WHAT THE TASK ASKS:
Give every line of the material again, exactly as written.

---------- PROVIDED RECORDS ----------

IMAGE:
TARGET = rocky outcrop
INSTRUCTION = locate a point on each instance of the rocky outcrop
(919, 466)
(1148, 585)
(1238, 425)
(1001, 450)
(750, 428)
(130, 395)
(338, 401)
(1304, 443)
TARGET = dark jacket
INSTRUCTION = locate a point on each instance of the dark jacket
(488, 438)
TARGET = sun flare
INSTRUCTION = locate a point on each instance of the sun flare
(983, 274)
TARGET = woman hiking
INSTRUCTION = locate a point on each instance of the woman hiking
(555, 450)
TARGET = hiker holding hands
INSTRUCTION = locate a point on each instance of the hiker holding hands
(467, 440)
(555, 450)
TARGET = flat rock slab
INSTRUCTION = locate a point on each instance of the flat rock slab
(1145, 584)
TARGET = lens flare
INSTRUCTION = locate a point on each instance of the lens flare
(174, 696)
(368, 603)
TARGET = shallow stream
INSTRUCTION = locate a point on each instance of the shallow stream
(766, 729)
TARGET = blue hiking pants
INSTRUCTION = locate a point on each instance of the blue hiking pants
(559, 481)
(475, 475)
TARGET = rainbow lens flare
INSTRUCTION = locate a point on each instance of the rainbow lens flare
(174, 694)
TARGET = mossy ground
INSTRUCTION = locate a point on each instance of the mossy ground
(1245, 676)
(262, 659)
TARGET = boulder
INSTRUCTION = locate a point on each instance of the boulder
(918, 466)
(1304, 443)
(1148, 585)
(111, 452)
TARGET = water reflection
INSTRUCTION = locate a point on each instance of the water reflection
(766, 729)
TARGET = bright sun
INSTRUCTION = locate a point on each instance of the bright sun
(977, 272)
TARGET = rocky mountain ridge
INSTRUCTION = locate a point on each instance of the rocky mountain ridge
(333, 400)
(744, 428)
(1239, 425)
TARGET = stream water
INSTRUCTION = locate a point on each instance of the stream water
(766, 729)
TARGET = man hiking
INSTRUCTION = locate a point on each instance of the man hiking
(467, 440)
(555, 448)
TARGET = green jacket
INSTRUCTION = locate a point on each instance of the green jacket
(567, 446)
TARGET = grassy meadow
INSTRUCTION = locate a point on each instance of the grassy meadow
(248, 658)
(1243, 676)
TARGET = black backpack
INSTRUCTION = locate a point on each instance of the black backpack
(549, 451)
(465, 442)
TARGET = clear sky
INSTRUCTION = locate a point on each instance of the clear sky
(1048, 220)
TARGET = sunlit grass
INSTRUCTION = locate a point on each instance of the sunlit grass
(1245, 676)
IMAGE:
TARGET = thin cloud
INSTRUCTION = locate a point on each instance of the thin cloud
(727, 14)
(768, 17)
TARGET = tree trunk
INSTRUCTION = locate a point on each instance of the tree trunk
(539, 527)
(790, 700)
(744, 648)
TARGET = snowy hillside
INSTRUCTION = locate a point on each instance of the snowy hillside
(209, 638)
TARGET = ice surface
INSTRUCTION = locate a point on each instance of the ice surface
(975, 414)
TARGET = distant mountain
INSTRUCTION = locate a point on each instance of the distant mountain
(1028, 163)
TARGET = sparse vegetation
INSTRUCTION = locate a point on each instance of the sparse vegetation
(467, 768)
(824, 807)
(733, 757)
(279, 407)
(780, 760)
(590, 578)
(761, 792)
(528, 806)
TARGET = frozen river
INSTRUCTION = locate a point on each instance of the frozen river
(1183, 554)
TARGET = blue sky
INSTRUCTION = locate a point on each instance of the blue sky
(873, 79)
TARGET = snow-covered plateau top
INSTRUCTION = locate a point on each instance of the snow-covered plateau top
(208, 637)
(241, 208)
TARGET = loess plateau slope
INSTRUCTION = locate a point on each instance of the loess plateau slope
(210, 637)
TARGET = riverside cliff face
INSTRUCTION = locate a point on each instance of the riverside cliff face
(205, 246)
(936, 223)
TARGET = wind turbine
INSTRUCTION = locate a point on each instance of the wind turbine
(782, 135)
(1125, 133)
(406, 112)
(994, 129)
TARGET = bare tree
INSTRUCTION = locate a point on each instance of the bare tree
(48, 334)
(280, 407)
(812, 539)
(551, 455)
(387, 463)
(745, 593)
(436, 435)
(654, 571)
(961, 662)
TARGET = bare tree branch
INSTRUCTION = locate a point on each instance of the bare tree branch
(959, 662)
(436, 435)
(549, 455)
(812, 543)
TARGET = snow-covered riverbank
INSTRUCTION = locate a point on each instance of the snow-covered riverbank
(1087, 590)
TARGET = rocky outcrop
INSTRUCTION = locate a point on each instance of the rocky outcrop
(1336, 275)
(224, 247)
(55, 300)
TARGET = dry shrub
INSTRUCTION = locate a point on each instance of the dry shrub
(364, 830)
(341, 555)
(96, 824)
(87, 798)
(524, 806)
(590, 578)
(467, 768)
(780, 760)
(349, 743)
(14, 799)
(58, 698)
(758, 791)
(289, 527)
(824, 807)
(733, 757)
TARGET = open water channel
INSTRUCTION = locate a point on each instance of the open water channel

----------

EXERCISE SOLUTION:
IMAGE:
TARGET = rocky outcrop
INSTRUCTION = locate a point on each instance of the rocky outcrop
(919, 466)
(1148, 585)
(1238, 425)
(1001, 450)
(750, 428)
(130, 395)
(338, 401)
(1304, 443)
TARGET = dark jacket
INSTRUCTION = locate a point on each instance of the dark jacket
(488, 438)
TARGET = sun flare
INSTRUCTION = locate a point on each instance of the sun flare
(983, 274)
TARGET = woman hiking
INSTRUCTION = locate a point on each instance of the woman hiking
(555, 450)
TARGET = hiker holding hands
INSTRUCTION = locate a point on each instance of the hiker holding hands
(467, 440)
(555, 450)
TARGET = flat rock slab
INSTRUCTION = locate a point on each instance of the flat rock slab
(1145, 584)
TARGET = lens flare
INSTRUCTION = locate a point on each instance of the lens flare
(174, 696)
(368, 603)
TARGET = shallow stream
INSTRUCTION = locate a point on each instance of the shallow stream
(766, 729)
TARGET = blue hiking pants
INSTRUCTION = locate a point on each instance of the blue hiking pants
(559, 481)
(475, 475)
TARGET = rainbow lens flare
INSTRUCTION = locate a point on each instance of the rainbow lens flare
(174, 694)
TARGET = mossy ground
INSTRUCTION = locate a point on each instance of the mossy ground
(1245, 676)
(262, 659)
TARGET = boulder
INSTRUCTION = locate a point on each instance of the boulder
(918, 466)
(1304, 443)
(1148, 585)
(111, 452)
TARGET = water reflection
INSTRUCTION = locate a point on each instance of the water reflection
(766, 729)
TARGET = bright sun
INSTRUCTION = locate a point on each instance of the bright sun
(977, 272)
TARGET = rocky mountain ridge
INSTRUCTION = locate a point on each instance of the rocky mountain ridge
(333, 400)
(744, 428)
(1239, 425)
TARGET = stream water
INSTRUCTION = locate a point on each instance of the stream water
(766, 729)
TARGET = man hiking
INSTRUCTION = locate a point on each instance of the man hiking
(467, 440)
(555, 448)
TARGET = green jacket
INSTRUCTION = locate a point on each instance of the green jacket
(567, 446)
TARGET = grassy meadow
INSTRUCTION = locate a point on each instance of the grassy meadow
(248, 658)
(1243, 676)
TARGET = black backpack
INSTRUCTION = locate a point on each instance of the black backpack
(549, 451)
(465, 442)
TARGET = clear sky
INSTRUCTION = locate a point on each instance of the clear sky
(1048, 220)
TARGET = sunlit grass
INSTRUCTION = locate a point on each instance of the sunlit grass
(1245, 676)
IMAGE:
TARGET = thin cloud
INSTRUCTION = locate a point on each instance of the thin cloud
(727, 14)
(768, 17)
TARGET = tree trunk
INSTRUCTION = locate a point on each instance of the tree trunk
(539, 527)
(790, 700)
(744, 648)
TARGET = snowy hillside
INSTRUCTION = locate a point on each instance of the snowy hillside
(209, 638)
TARGET = ice surface
INSTRUCTION = locate a point on each instance of the ice surface
(975, 414)
TARGET = distant mountain
INSTRUCTION = locate a point on each instance of the distant mountain
(1028, 163)
TARGET = sparse vegetation
INSTRUCTION = locate a point on each instance of the sparse vegetation
(467, 768)
(824, 807)
(733, 757)
(279, 407)
(780, 760)
(590, 578)
(761, 792)
(528, 806)
TARGET = frozen river
INSTRUCTION = locate a point on each instance of the frozen river
(1183, 554)
TARGET = blue sky
INSTRUCTION = locate a point on each instance of the blue sky
(873, 79)
TARGET = snow-covered plateau top
INSTRUCTION = locate a point on each instance of the snow-covered plateau top
(208, 637)
(241, 208)
TARGET = loess plateau slope
INSTRUCTION = locate a point on each instance of the loess plateau slope
(210, 637)
TARGET = riverside cliff face
INSTRUCTION = locate a point on each instance of the riverside cliff face
(205, 246)
(936, 223)
TARGET = wind turbine
INSTRUCTION = locate a point on each instance of the wind turbine
(782, 135)
(1125, 133)
(406, 112)
(994, 129)
TARGET = bare tree
INSTRUCTION = locate a point on each instance of the bare tree
(48, 334)
(280, 407)
(812, 539)
(551, 455)
(387, 463)
(745, 593)
(436, 435)
(654, 571)
(961, 662)
TARGET = bare tree branch
INSTRUCTION = locate a point on each instance of the bare tree branch
(959, 662)
(436, 435)
(549, 455)
(812, 543)
TARGET = snow-covered riverbank
INSTRUCTION = locate a point on each instance of the snow-covered riverbank
(1087, 590)
TARGET = rocky outcrop
INSTRUCTION = locate a point on each instance of the rocky outcrop
(1336, 275)
(224, 247)
(55, 300)
TARGET = dry shrub
INSTRUCTION = locate a point on each instance of the dry shrub
(364, 830)
(341, 555)
(96, 824)
(87, 798)
(524, 806)
(590, 578)
(467, 768)
(780, 760)
(349, 743)
(14, 799)
(58, 698)
(758, 791)
(289, 527)
(824, 807)
(733, 757)
TARGET = open water channel
INSTRUCTION = locate a point on each instance of the open water channel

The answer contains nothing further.